[Supplied information]

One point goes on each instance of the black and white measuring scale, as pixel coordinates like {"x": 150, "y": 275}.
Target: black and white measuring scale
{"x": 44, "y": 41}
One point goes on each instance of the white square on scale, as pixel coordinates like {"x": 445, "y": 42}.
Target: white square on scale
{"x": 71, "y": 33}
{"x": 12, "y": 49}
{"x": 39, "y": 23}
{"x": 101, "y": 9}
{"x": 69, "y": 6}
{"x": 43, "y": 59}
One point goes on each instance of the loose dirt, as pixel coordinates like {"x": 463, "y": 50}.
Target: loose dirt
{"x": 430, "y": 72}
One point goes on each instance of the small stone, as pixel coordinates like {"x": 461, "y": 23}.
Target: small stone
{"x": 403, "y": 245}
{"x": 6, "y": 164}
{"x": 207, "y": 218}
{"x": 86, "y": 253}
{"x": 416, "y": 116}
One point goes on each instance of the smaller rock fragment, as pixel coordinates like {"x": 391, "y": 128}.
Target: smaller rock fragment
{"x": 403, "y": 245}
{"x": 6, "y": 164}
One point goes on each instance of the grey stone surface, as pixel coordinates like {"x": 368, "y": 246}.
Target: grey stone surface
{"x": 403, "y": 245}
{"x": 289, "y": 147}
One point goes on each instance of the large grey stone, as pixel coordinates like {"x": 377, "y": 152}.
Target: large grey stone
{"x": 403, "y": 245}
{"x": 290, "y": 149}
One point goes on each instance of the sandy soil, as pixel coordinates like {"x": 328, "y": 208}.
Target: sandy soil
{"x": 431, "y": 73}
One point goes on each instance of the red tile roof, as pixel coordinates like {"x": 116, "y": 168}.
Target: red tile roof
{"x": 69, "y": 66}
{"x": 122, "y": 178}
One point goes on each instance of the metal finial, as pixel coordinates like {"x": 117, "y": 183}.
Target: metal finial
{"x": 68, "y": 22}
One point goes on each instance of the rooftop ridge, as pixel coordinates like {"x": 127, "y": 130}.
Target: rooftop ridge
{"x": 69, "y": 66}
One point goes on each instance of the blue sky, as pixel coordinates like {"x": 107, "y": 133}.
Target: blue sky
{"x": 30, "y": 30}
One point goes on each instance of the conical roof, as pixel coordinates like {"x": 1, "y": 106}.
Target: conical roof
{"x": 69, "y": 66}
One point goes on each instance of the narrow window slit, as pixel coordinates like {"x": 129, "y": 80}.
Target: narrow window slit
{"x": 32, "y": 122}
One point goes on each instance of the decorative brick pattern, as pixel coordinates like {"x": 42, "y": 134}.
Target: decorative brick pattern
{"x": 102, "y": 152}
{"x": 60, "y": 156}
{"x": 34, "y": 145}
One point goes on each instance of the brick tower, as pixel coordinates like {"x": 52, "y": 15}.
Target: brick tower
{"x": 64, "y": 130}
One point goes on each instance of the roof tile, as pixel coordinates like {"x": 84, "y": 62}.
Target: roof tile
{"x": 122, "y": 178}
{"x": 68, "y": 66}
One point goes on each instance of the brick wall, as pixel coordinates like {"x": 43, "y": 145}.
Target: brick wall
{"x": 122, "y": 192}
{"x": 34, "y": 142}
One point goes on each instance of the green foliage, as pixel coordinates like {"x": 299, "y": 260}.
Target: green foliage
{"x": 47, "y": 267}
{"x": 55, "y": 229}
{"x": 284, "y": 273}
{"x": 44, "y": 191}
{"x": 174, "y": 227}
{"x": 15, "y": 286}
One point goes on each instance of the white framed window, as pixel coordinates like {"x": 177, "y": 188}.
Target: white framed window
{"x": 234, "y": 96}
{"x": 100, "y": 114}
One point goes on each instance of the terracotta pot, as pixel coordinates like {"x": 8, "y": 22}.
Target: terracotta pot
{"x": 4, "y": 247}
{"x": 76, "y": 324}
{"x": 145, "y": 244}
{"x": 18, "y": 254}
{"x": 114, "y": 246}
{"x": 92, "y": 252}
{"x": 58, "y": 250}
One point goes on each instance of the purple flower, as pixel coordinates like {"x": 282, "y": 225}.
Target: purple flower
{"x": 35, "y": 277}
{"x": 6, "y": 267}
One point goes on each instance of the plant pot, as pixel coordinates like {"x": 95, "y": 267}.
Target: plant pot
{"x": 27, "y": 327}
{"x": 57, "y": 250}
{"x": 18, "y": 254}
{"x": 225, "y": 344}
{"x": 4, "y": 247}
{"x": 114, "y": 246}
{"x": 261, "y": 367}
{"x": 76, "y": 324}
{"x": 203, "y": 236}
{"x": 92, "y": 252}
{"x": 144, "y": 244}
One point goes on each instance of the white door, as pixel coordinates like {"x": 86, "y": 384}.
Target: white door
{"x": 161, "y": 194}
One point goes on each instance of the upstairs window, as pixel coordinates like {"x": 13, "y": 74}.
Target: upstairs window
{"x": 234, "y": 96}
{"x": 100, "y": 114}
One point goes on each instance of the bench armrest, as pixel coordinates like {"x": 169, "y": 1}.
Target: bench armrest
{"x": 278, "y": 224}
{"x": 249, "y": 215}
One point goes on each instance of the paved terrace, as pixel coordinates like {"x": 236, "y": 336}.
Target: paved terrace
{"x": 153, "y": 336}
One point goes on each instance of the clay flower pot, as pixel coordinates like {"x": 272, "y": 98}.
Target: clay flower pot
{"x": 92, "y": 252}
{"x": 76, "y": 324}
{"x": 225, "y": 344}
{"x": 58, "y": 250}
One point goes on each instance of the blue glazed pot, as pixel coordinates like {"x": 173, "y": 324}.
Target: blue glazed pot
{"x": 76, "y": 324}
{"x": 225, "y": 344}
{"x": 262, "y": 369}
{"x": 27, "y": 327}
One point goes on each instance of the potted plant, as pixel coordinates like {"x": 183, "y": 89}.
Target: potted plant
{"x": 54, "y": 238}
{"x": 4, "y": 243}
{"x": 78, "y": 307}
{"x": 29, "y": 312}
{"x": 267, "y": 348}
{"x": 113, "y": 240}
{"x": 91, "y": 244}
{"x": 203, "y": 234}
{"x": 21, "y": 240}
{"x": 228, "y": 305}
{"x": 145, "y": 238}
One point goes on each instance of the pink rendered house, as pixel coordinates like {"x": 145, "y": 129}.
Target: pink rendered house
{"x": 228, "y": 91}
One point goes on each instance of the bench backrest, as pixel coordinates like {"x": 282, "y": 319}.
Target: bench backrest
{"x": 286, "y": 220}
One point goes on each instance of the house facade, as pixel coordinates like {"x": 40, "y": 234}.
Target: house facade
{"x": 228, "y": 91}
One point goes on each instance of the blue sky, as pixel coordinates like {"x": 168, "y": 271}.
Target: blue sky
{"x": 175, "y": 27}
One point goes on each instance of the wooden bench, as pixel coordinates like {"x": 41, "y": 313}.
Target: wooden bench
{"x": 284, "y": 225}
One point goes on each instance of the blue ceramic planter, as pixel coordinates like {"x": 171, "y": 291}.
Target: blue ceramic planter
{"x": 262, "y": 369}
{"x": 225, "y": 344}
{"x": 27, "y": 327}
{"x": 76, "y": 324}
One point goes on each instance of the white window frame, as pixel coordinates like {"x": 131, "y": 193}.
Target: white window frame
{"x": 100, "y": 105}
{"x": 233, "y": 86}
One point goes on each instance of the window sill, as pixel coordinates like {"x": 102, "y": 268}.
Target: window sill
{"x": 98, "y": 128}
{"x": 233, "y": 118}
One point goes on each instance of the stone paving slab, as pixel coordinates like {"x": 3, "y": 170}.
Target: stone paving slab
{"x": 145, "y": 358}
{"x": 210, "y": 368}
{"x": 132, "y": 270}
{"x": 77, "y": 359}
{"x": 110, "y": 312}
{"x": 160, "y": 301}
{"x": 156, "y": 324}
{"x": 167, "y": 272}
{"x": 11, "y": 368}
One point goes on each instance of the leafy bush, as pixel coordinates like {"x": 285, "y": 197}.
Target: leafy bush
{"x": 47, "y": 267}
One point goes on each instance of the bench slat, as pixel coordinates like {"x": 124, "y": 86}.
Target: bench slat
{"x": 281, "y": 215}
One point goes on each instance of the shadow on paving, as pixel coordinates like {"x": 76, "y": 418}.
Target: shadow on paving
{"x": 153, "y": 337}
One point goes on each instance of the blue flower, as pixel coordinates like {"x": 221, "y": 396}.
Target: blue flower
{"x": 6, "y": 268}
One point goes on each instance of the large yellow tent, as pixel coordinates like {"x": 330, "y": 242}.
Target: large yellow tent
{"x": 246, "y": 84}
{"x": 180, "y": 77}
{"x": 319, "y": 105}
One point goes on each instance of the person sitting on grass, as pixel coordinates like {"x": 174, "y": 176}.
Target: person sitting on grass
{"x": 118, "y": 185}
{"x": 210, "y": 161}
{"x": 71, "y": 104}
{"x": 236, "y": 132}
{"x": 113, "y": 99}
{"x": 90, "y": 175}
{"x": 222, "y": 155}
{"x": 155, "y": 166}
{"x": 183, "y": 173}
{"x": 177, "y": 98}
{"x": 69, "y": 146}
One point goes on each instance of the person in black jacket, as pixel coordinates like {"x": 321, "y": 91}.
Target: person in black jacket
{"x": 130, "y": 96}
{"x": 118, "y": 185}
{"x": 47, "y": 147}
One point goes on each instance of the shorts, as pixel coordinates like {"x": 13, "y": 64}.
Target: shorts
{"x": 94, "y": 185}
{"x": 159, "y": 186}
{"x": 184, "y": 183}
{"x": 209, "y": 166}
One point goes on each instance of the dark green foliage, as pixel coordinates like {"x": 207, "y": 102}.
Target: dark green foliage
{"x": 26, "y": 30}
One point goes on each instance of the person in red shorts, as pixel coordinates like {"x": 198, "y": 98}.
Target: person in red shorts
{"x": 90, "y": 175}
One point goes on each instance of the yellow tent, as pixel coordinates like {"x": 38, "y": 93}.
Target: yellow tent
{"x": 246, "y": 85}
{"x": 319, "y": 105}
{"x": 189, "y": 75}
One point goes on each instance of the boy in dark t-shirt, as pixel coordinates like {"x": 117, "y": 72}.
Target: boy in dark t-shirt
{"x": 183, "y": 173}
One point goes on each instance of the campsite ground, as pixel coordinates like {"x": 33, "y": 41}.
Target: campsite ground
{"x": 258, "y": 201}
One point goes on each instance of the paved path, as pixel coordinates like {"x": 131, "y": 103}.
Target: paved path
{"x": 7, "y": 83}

[/Supplied information]

Above this instruction are the records; retype exactly the lines from the one containing "Target: red tile roof" up to and including the one containing "One point goes on each instance of the terracotta".

Target: red tile roof
{"x": 69, "y": 66}
{"x": 122, "y": 178}
One point goes on each instance of the metal finial, as pixel coordinates like {"x": 117, "y": 183}.
Target: metal finial
{"x": 68, "y": 22}
One point goes on each instance of the rooftop ridge, as pixel coordinates like {"x": 127, "y": 130}.
Target: rooftop ridge
{"x": 69, "y": 66}
One point goes on each instance of the blue sky, as pixel coordinates like {"x": 107, "y": 133}.
Target: blue sky
{"x": 30, "y": 30}
One point goes on each instance of the conical roof, as pixel coordinates like {"x": 1, "y": 106}.
Target: conical roof
{"x": 69, "y": 66}
One point goes on each instance of the narrow window slit, as pixel coordinates like {"x": 129, "y": 80}.
Target: narrow window slit
{"x": 32, "y": 122}
One point goes on each instance of the decorative brick pattern, as pixel coordinates like {"x": 42, "y": 134}.
Target: decorative brick pattern
{"x": 102, "y": 152}
{"x": 60, "y": 156}
{"x": 34, "y": 145}
One point goes on each instance of the brick tower, as pixel coordinates like {"x": 52, "y": 15}.
Target: brick tower
{"x": 64, "y": 130}
One point goes on each instance of the roof tile, as pixel coordinates like {"x": 84, "y": 62}.
Target: roof tile
{"x": 122, "y": 178}
{"x": 68, "y": 66}
One point goes on each instance of the brick wall, as pixel coordinates like {"x": 43, "y": 145}.
Target: brick wall
{"x": 122, "y": 192}
{"x": 34, "y": 142}
One point goes on each instance of the green foliage, as pixel coordinates like {"x": 299, "y": 260}.
Target: green foliage
{"x": 47, "y": 267}
{"x": 55, "y": 229}
{"x": 284, "y": 273}
{"x": 44, "y": 191}
{"x": 174, "y": 227}
{"x": 15, "y": 286}
One point goes on each instance of the white framed window, as pixel coordinates like {"x": 177, "y": 188}.
Target: white framed window
{"x": 234, "y": 96}
{"x": 100, "y": 114}
One point goes on each instance of the terracotta pot, as pixel coordinates like {"x": 8, "y": 22}.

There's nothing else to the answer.